[EXTRACT]
━━━━━━━━━━━━━━━━━━━━
Subpart Dc--[Amended]

    16. Section 60.40c is amended by adding paragraph (e) to read as 
follows:


Sec.  60.40c  Applicability and delegation of authority.

* * * * *
    (e) Heat recovery steam generators that are associated with 
combined cycle gas turbines and meet the applicability requirements of 
subpart KKKK of this part are not subject to this subpart. This subpart 
will continue to apply to all other heat recovery steam generators that 
are capable of combusting more than or equal to 2.9 MW (10 million Btu/
hour) heat input of fossil fuel but less than or equal to 29 MW (100 
million Btu/hr) heat input of fossil fuel. If the heat recovery steam 
generator is subject to this subpart, only emissions resulting from 
combustion of fuels in the steam generating unit are subject to this 
subpart. (The gas turbine emissions are subject to subpart GG or KKKK, 
as applicable, of this part).
    17. Section 60.41c is amended by revising the definition of coal to 
read as follows:


Sec.  60.41c  Definitions.

    Coal means all solid fuels classified as anthracite, bituminous, 
subbituminous, or lignite by the American Society of Testing and 
Materials in ASTM D388-77, 90, 91, 95, or 98a, Standard Specification 
for Classification of Coals by Rank (IBR--see Sec.  60.17), coal 
refuse, and petroleum coke. Coal-derived synthetic fuels derived from 
coal for the purposes of creating useful heat, including but not 
limited to solvent refined coal, gasified coal, coal-oil mixtures, and 
coal-water mixtures, are also included in this definition for the 
purposes of this subpart.
━━━━━━━━━━━━━━━━━━━━
[TASKS FOR THIS EXERCISE]
#1 Name every rank of solid fuel that the amendment text says the American Society of Testing and Materials uses to classify coal.
#2 Retype the amendment text from "Coal means all" up to and including "of this subpart.".
━━━━━━━━━━━━━━━━━━━━
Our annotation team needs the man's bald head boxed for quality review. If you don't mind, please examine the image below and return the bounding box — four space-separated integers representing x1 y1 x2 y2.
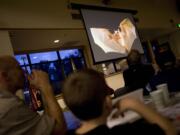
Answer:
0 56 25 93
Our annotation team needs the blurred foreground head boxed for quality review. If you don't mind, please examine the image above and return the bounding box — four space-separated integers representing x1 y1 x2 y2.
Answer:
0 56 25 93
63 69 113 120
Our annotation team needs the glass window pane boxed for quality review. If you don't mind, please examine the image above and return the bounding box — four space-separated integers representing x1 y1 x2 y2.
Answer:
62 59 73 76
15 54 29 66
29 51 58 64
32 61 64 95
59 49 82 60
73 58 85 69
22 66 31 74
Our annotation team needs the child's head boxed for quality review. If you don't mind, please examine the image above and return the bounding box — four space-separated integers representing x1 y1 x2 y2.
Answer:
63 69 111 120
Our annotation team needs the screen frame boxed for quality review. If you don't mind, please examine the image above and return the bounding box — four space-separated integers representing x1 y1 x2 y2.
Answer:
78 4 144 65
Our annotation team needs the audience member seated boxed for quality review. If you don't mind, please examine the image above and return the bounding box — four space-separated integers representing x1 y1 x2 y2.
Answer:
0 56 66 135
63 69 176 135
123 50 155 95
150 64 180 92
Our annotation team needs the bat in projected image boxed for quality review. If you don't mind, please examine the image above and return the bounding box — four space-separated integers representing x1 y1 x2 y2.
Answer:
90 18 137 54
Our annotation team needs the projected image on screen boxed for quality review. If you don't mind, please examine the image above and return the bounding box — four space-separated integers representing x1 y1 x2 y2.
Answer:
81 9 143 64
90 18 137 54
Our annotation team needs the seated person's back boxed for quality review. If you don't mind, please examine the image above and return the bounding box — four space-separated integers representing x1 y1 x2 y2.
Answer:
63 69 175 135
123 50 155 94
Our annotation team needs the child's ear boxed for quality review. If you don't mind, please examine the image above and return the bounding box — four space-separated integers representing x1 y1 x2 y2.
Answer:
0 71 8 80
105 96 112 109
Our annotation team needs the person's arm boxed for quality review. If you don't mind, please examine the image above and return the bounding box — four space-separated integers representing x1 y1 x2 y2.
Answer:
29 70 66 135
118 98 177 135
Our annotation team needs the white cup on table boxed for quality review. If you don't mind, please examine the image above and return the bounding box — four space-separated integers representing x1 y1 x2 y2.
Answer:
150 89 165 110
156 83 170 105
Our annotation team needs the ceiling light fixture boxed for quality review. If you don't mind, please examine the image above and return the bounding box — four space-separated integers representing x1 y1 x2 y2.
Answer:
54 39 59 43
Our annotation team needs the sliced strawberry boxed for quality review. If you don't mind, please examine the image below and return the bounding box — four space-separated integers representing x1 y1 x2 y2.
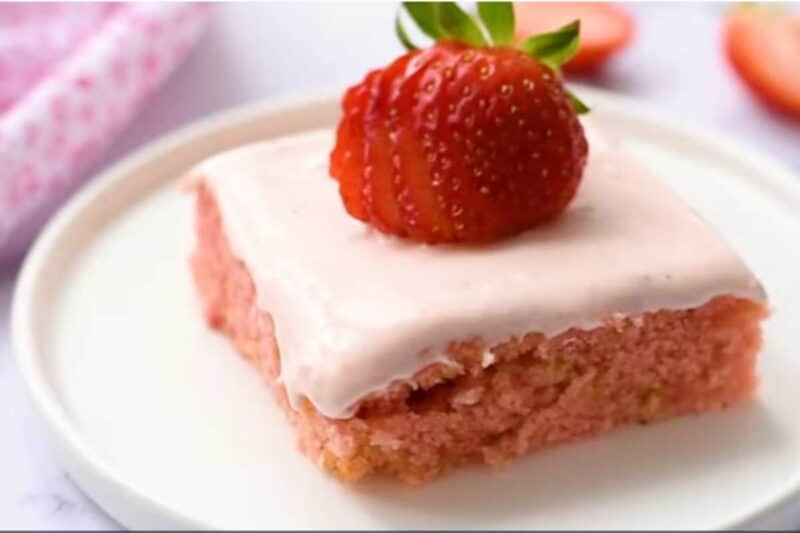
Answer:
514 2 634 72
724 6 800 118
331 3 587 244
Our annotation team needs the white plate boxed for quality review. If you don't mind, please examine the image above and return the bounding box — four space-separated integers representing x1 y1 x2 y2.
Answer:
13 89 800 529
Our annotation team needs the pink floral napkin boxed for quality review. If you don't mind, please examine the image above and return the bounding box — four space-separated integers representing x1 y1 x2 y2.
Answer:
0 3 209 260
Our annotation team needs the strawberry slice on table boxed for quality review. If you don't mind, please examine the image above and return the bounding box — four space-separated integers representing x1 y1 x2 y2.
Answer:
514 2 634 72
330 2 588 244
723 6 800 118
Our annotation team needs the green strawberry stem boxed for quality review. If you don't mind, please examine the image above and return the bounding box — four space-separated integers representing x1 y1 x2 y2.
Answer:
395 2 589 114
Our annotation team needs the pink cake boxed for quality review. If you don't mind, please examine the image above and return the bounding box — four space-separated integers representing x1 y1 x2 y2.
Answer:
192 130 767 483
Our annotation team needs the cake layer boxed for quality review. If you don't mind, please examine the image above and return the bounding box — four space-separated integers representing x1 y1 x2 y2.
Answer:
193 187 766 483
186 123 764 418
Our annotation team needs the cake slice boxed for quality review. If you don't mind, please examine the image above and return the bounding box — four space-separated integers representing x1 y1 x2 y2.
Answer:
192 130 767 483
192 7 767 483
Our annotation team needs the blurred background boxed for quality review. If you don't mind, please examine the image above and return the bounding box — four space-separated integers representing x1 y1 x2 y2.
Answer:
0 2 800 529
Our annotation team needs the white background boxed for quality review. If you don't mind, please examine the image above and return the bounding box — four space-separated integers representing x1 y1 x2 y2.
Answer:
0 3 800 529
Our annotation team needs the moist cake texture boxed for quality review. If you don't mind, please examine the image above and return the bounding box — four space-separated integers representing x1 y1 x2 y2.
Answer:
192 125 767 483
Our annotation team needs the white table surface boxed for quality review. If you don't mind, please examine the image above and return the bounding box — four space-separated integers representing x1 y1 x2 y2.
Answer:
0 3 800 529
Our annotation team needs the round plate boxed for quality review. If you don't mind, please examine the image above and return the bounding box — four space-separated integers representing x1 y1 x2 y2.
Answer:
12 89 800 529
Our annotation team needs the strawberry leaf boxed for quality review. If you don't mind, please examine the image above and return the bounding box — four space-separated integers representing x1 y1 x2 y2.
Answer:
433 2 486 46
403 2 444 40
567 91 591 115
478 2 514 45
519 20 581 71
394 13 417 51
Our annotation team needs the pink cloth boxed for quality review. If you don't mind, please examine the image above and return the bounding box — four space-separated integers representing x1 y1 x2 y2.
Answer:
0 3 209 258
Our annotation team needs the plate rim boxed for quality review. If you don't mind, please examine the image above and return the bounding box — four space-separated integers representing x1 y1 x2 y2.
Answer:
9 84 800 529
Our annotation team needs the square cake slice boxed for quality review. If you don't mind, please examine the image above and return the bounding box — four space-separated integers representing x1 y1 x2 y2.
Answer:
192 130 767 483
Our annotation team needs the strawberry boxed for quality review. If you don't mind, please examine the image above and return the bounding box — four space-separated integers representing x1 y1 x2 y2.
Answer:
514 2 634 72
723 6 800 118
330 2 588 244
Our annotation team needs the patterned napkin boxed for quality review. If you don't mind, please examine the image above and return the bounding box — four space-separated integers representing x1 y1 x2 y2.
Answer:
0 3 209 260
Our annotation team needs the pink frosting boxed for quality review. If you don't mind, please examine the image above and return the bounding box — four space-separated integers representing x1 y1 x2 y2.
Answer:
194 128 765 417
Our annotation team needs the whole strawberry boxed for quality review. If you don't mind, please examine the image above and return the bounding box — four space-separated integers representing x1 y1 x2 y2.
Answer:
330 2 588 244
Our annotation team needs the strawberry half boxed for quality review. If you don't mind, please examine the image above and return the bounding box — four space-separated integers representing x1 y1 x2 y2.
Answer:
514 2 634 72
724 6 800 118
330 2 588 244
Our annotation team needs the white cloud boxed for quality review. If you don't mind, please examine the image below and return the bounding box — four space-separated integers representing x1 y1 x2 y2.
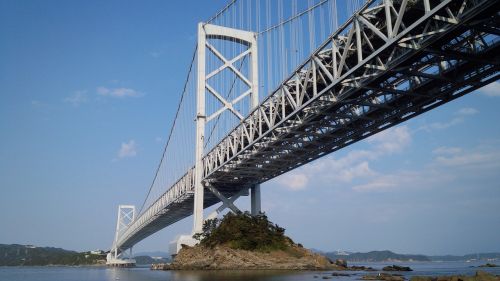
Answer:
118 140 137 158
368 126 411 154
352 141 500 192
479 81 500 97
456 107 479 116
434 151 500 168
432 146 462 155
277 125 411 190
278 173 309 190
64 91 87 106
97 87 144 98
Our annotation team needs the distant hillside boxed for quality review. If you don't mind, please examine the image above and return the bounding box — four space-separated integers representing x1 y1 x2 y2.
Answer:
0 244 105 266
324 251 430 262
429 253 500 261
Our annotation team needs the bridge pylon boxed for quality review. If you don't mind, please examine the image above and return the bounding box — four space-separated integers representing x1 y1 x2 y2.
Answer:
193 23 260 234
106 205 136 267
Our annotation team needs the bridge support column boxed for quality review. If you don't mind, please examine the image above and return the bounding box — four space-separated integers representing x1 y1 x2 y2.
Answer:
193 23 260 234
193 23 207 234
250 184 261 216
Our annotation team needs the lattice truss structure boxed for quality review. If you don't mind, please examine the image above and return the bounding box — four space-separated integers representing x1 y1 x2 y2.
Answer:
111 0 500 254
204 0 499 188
━━━━━━━━━━━━━━━━━━━━
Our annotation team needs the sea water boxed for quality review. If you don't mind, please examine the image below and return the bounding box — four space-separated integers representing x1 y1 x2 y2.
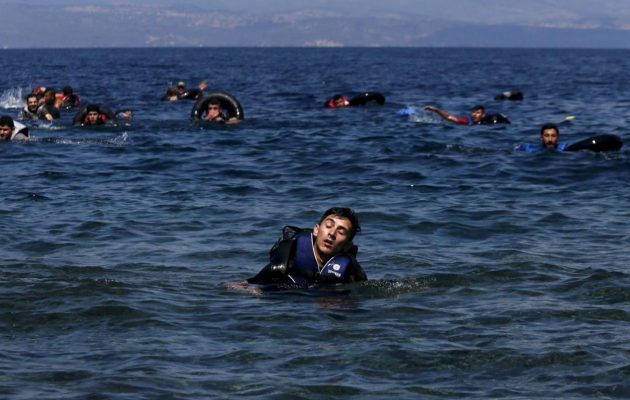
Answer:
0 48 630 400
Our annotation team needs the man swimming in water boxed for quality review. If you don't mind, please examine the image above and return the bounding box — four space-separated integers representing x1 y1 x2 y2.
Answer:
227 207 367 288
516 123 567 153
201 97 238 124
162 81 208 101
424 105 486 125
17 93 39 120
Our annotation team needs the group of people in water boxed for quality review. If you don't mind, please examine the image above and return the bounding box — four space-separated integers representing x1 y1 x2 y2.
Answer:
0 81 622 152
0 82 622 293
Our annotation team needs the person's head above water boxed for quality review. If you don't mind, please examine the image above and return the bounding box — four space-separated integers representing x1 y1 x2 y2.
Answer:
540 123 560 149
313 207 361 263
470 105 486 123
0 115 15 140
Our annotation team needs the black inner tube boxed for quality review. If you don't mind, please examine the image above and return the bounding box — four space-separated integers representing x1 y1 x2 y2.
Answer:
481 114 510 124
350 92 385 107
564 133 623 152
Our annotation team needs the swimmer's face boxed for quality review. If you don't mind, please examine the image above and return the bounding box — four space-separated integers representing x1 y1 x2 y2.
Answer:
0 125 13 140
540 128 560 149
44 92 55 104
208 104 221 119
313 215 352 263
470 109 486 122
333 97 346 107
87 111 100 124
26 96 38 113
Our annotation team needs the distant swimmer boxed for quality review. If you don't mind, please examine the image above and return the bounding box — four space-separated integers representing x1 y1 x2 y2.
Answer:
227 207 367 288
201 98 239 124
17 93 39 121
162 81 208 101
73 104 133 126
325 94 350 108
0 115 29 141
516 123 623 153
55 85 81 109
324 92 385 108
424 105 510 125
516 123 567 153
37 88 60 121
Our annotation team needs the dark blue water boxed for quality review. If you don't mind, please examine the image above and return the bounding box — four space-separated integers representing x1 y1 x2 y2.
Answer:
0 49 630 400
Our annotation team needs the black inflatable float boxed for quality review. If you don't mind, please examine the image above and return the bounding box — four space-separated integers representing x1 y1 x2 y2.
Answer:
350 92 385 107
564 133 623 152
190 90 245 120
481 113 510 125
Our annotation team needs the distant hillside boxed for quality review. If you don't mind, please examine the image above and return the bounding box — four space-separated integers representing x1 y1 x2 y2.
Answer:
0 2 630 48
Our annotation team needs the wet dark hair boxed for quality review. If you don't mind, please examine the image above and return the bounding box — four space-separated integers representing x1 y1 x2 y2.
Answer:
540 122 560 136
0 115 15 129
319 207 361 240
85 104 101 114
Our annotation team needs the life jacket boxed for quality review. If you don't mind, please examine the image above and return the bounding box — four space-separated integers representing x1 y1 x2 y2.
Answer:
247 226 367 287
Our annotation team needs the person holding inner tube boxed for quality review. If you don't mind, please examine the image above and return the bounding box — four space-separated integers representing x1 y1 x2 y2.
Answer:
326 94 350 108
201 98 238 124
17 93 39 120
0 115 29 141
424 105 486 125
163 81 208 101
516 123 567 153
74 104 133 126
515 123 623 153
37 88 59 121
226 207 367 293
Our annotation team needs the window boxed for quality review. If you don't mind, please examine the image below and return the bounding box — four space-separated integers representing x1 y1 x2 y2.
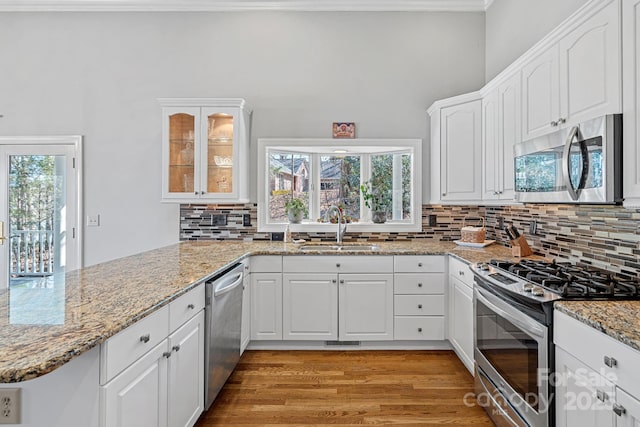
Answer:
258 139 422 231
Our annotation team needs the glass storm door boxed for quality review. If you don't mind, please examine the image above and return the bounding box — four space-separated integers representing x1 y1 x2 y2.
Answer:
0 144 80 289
━━━━━━━━━━━━━━━━━━━━
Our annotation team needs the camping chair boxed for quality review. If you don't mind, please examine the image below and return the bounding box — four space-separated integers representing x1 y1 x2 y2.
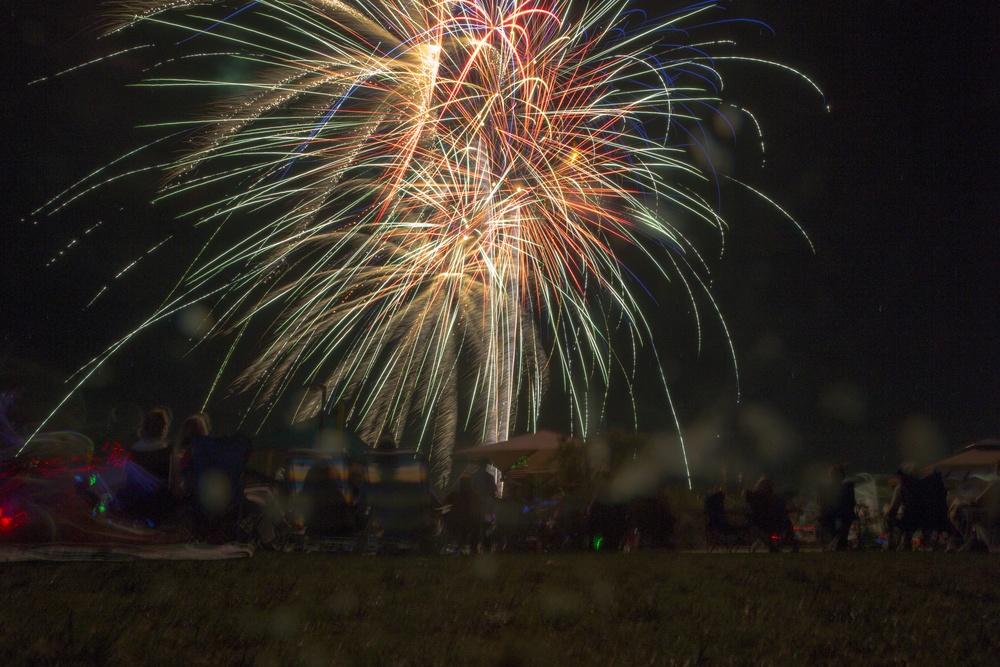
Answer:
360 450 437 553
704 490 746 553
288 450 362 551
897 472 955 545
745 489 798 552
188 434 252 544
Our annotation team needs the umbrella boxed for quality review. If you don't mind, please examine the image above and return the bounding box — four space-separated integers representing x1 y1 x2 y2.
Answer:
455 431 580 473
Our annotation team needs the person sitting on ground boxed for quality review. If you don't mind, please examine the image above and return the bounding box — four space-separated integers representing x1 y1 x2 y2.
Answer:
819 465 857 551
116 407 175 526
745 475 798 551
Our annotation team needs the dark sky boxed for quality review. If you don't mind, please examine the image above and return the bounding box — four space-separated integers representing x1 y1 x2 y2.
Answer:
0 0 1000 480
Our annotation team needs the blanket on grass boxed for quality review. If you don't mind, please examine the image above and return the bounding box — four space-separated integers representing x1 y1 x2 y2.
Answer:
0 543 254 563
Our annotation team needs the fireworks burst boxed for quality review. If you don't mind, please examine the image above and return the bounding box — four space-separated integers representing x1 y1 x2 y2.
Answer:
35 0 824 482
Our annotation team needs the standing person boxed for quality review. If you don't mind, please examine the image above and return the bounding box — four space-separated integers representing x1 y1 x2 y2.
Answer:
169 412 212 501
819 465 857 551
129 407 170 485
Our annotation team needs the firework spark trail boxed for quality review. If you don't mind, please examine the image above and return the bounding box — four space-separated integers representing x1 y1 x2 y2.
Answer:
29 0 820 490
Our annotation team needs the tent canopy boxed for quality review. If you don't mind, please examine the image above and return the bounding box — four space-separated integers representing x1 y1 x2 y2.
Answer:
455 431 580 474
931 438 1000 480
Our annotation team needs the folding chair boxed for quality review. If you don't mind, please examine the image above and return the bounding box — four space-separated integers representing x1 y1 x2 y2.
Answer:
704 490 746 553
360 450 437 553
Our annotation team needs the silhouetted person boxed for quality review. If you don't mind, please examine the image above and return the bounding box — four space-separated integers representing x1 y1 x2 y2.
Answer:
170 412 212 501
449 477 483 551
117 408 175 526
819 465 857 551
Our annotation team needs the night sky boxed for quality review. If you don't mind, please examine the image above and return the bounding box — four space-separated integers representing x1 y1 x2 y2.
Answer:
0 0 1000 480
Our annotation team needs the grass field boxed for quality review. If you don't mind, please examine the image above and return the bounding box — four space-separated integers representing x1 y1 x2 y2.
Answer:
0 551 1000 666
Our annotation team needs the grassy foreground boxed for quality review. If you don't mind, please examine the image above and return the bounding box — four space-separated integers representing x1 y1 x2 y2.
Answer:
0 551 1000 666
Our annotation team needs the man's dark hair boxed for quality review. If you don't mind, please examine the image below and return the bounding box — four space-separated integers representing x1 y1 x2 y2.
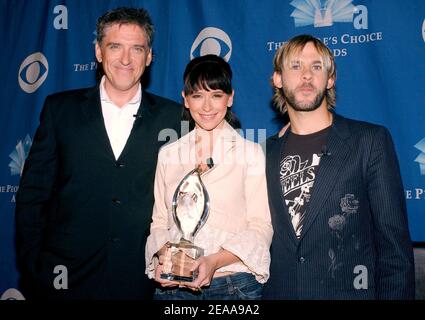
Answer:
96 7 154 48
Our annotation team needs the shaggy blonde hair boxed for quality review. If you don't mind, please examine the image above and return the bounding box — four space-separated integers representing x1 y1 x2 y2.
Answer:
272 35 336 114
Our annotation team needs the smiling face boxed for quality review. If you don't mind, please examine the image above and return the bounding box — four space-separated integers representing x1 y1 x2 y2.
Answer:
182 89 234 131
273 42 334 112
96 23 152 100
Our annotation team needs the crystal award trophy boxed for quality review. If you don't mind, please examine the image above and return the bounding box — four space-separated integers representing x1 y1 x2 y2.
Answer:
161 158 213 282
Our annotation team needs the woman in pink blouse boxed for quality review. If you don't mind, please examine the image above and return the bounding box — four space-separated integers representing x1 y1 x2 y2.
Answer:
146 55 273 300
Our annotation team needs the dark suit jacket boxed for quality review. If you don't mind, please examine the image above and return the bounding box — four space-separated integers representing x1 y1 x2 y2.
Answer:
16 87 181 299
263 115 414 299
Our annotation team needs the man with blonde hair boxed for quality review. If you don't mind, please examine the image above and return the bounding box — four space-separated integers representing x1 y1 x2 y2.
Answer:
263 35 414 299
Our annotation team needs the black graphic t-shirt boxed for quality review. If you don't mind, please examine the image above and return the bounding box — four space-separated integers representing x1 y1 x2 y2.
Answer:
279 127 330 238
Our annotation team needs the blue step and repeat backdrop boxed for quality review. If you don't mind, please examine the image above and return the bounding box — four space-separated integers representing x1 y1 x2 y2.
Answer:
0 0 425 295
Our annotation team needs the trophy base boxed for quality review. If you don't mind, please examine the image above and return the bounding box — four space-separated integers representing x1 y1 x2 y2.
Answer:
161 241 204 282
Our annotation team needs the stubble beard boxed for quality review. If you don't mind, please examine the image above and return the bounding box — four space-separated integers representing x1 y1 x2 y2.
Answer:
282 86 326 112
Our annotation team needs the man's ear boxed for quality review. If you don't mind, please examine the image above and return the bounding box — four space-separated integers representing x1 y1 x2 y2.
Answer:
━━━━━━━━━━━━━━━━━━━━
[EXERCISE SOLUTIONS]
#1 anthracite, bituminous, subbituminous, lignite

#2
Coal means all solid fuels classified as anthracite, bituminous, 
subbituminous, or lignite by the American Society of Testing and 
Materials in ASTM D388-77, 90, 91, 95, or 98a, Standard Specification 
for Classification of Coals by Rank (IBR--see Sec.  60.17), coal 
refuse, and petroleum coke. Coal-derived synthetic fuels derived from 
coal for the purposes of creating useful heat, including but not 
limited to solvent refined coal, gasified coal, coal-oil mixtures, and 
coal-water mixtures, are also included in this definition for the 
purposes of this subpart.